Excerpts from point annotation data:

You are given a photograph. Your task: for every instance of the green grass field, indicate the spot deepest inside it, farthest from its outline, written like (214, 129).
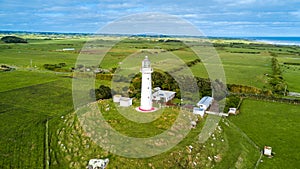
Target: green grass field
(272, 124)
(30, 96)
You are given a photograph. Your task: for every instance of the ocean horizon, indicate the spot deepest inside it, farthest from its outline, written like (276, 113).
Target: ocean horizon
(277, 40)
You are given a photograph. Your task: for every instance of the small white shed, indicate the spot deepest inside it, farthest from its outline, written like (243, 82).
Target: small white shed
(199, 111)
(116, 98)
(205, 102)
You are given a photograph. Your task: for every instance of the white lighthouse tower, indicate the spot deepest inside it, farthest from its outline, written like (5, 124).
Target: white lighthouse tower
(146, 92)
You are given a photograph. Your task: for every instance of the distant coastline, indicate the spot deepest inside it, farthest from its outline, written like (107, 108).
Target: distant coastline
(291, 41)
(295, 41)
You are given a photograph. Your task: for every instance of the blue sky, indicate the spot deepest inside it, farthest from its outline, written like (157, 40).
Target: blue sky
(212, 17)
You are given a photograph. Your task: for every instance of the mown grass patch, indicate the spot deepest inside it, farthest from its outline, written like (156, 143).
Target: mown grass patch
(272, 124)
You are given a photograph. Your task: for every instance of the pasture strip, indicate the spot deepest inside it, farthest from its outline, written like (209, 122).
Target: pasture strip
(47, 156)
(244, 135)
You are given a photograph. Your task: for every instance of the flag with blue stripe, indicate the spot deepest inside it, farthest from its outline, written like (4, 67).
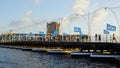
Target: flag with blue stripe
(55, 33)
(65, 34)
(111, 27)
(23, 35)
(77, 29)
(106, 31)
(41, 33)
(31, 34)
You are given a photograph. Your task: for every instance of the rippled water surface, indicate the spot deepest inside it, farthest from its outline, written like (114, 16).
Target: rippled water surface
(12, 58)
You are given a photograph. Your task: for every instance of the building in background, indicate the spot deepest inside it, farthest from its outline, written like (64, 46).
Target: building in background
(53, 26)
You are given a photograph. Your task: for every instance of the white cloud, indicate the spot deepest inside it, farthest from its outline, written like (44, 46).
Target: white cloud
(80, 5)
(38, 21)
(17, 23)
(29, 13)
(3, 28)
(37, 2)
(64, 21)
(99, 16)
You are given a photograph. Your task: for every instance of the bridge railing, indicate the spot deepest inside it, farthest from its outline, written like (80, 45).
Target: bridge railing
(103, 38)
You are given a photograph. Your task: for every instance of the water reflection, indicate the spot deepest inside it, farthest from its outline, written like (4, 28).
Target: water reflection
(12, 58)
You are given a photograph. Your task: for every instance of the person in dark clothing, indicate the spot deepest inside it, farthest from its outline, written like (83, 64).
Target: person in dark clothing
(114, 38)
(99, 38)
(95, 37)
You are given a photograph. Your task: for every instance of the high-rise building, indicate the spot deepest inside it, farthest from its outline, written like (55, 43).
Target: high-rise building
(52, 26)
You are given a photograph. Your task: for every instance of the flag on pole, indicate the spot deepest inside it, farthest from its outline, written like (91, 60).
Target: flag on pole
(111, 27)
(31, 34)
(23, 35)
(105, 31)
(41, 33)
(77, 29)
(65, 34)
(55, 32)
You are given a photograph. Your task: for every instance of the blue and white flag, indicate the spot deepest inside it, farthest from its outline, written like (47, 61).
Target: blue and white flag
(111, 27)
(55, 33)
(31, 34)
(41, 34)
(77, 29)
(81, 33)
(65, 34)
(106, 31)
(23, 35)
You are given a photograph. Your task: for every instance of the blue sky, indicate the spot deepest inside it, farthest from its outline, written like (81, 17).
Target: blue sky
(32, 15)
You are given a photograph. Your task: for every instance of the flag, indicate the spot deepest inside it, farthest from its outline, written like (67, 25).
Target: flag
(105, 31)
(55, 32)
(81, 33)
(23, 35)
(65, 34)
(41, 34)
(31, 34)
(111, 27)
(77, 29)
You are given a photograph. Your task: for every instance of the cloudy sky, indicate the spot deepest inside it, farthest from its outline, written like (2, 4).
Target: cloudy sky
(27, 16)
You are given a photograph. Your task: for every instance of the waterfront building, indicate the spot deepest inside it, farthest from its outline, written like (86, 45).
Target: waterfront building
(53, 26)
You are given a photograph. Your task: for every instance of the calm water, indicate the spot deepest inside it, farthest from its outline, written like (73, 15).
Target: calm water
(12, 58)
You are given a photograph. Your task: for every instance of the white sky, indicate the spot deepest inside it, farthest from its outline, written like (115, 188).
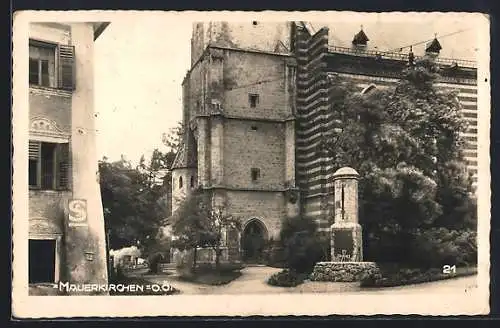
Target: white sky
(141, 60)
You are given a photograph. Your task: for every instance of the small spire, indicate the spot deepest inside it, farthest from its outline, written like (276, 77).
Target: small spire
(360, 38)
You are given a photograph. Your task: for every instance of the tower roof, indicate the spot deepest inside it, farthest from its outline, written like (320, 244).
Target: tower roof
(434, 46)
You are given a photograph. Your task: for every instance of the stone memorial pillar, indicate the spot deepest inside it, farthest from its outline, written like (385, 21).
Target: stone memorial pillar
(346, 232)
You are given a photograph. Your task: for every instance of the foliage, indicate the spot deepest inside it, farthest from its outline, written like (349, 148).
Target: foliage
(406, 143)
(286, 278)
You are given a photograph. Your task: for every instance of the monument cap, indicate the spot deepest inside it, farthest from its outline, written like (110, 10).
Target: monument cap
(346, 172)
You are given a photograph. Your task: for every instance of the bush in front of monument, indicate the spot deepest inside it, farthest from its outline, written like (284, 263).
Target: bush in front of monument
(302, 246)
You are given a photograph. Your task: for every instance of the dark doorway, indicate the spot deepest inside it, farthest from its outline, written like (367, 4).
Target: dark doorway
(42, 260)
(253, 242)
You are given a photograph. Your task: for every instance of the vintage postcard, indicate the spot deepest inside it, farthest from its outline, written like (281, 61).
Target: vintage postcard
(239, 163)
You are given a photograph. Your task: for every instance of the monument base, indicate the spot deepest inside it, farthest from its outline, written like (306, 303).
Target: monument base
(343, 271)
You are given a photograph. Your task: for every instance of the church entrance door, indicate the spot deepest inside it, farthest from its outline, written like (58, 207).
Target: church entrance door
(253, 242)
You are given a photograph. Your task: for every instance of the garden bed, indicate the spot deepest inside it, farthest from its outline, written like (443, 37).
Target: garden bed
(392, 276)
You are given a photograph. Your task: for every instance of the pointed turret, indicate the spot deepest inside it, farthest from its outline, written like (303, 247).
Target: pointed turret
(433, 48)
(360, 39)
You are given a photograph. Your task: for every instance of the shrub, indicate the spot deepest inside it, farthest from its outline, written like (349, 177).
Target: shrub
(397, 276)
(285, 278)
(439, 246)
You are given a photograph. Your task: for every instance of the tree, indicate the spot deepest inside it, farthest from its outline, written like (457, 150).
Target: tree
(406, 144)
(199, 223)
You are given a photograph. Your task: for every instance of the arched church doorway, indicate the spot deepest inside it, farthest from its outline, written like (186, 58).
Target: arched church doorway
(253, 241)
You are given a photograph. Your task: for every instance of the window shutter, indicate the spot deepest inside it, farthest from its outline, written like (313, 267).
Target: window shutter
(66, 76)
(63, 166)
(34, 150)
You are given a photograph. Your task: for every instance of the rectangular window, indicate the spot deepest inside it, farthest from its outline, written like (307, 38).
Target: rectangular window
(51, 65)
(253, 100)
(255, 174)
(48, 165)
(42, 65)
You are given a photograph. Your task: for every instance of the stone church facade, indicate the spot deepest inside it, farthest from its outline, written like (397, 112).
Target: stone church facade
(255, 105)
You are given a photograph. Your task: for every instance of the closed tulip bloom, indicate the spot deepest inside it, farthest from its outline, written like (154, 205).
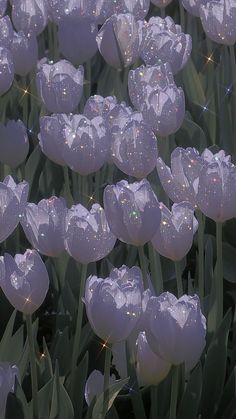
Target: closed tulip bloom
(174, 237)
(30, 16)
(163, 40)
(6, 70)
(151, 369)
(87, 235)
(132, 211)
(43, 225)
(60, 86)
(134, 147)
(51, 137)
(119, 40)
(86, 144)
(114, 304)
(176, 328)
(24, 280)
(13, 136)
(216, 187)
(180, 181)
(193, 6)
(218, 20)
(8, 374)
(138, 8)
(77, 39)
(24, 49)
(6, 32)
(13, 199)
(99, 106)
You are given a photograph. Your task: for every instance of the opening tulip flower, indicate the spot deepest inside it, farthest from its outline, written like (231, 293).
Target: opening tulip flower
(114, 304)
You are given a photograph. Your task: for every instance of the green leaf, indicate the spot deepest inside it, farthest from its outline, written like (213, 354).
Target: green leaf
(190, 402)
(216, 359)
(114, 389)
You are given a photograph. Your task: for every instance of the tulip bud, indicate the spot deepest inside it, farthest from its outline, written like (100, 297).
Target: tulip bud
(25, 281)
(6, 70)
(6, 32)
(30, 16)
(119, 40)
(134, 146)
(13, 198)
(99, 106)
(77, 39)
(132, 211)
(163, 41)
(179, 182)
(174, 237)
(13, 136)
(218, 20)
(43, 225)
(151, 369)
(86, 144)
(51, 137)
(114, 304)
(87, 235)
(8, 374)
(216, 187)
(176, 328)
(24, 49)
(60, 86)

## [OBJECTIVE]
Locate the line containing "like (154, 205)." in the records above, then output it and every line after it through the last, excluding pictures.

## [THE SOLUTION]
You are given a photograph. Your task: for every instance of the closed tulip bloom, indicate the spot deepest inside it, farthest from its outline, written like (154, 205).
Target: closed tulip bloom
(174, 237)
(30, 16)
(163, 40)
(6, 70)
(151, 369)
(87, 235)
(132, 211)
(43, 225)
(60, 86)
(134, 147)
(51, 137)
(119, 40)
(86, 144)
(114, 304)
(176, 328)
(24, 280)
(13, 136)
(216, 187)
(180, 181)
(193, 6)
(218, 20)
(8, 374)
(138, 8)
(77, 39)
(24, 49)
(6, 32)
(13, 199)
(99, 106)
You are given a photograph. Your task: for every instance of the opening tulip flower, indicate the spot deepest inside it, farthest from its outline, written like (231, 293).
Target: opening tulip flower
(114, 304)
You are given a photograph. Your task: for every instance of the green leaf, indicate the spot deepest inside it, farthest from its outline, written like (213, 354).
Target: green leaf
(190, 402)
(216, 359)
(114, 389)
You are given a photograph. Your task: for every instance of the tulip bud, indicate the spot deepest inside it, farthest from its outline, written like (100, 297).
Target: tulip bud
(25, 281)
(6, 70)
(6, 32)
(30, 16)
(119, 40)
(134, 146)
(13, 198)
(99, 106)
(77, 39)
(132, 211)
(163, 41)
(179, 182)
(174, 237)
(13, 136)
(218, 20)
(43, 225)
(151, 369)
(86, 144)
(51, 137)
(114, 304)
(87, 235)
(8, 374)
(216, 187)
(176, 328)
(24, 49)
(60, 86)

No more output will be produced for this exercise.